Given task :: Can you switch every "Detect" to "Locate" in the entries below, from the first line through the line holding "xmin=468 ymin=208 xmax=544 ymax=340" inclusive, and give back only those lines with nothing else changed?

Source material ::
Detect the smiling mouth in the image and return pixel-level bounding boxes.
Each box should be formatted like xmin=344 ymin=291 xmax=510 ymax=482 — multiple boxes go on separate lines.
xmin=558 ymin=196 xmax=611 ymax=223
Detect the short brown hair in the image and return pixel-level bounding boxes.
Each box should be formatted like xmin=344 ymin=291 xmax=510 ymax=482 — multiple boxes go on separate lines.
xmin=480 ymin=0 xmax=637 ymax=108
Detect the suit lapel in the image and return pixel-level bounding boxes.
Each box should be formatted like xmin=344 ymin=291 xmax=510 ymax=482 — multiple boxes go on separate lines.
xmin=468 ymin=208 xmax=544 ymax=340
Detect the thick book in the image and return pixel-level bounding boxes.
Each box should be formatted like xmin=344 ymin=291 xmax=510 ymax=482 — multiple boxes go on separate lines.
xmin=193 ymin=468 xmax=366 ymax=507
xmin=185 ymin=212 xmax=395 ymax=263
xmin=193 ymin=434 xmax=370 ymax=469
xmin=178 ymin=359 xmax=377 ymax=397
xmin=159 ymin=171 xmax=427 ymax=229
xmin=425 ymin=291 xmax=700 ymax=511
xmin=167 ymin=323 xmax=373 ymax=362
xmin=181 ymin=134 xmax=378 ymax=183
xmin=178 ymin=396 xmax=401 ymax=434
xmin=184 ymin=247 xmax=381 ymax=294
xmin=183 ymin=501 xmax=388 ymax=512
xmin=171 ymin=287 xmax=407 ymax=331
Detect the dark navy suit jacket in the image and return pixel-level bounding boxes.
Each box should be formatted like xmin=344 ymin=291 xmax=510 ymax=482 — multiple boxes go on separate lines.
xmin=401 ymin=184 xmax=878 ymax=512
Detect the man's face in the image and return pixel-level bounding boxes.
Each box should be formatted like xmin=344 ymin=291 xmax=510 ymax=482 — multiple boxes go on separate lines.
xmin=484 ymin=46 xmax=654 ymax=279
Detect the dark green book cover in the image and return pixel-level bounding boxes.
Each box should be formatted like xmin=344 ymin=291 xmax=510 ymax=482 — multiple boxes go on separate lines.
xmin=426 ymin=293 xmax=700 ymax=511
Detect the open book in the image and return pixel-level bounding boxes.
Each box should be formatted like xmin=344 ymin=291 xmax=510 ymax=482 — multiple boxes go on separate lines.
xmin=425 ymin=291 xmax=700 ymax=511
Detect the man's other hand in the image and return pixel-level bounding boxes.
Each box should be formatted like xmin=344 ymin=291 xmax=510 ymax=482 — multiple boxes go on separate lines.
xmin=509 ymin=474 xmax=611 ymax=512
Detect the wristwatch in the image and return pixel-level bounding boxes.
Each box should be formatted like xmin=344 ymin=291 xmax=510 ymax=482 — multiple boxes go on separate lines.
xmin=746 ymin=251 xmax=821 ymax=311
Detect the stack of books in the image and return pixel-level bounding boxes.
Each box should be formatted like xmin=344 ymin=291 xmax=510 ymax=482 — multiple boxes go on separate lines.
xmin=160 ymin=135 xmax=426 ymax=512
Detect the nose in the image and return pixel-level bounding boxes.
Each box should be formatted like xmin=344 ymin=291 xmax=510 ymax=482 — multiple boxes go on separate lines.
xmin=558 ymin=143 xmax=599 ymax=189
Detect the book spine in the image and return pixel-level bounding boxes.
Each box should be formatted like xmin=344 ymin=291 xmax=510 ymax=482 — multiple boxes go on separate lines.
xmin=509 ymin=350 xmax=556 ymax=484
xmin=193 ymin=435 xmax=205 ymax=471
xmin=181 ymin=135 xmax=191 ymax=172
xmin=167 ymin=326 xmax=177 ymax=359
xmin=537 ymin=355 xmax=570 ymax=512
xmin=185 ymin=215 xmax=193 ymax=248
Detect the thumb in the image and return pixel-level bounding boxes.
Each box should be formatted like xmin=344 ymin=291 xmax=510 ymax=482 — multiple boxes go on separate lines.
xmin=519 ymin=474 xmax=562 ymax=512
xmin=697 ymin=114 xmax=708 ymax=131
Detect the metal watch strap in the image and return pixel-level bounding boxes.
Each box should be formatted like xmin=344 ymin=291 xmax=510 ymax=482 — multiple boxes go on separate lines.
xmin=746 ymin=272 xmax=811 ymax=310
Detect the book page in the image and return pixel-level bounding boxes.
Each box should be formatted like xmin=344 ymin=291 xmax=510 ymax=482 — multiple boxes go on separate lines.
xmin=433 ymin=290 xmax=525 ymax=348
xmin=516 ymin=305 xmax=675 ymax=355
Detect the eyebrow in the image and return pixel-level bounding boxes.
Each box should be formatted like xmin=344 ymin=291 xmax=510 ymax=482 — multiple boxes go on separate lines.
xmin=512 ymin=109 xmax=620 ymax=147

Exercise result ::
Locate the smiling mouth in the image and return pixel-level bounding boxes.
Each box should be formatted like xmin=344 ymin=291 xmax=510 ymax=482 — multiple boxes go on separate lines.
xmin=558 ymin=196 xmax=611 ymax=223
Locate the short brown hair in the image and return pixel-level bounding boxes.
Each box should be formatted like xmin=344 ymin=291 xmax=510 ymax=482 — multiple boxes go on separate lines.
xmin=480 ymin=0 xmax=637 ymax=108
Locate the suit lapel in the image and return pixel-level bounding boxes.
Each box should be formatted like xmin=344 ymin=291 xmax=510 ymax=482 — multiple boxes go on separate lines.
xmin=468 ymin=208 xmax=544 ymax=340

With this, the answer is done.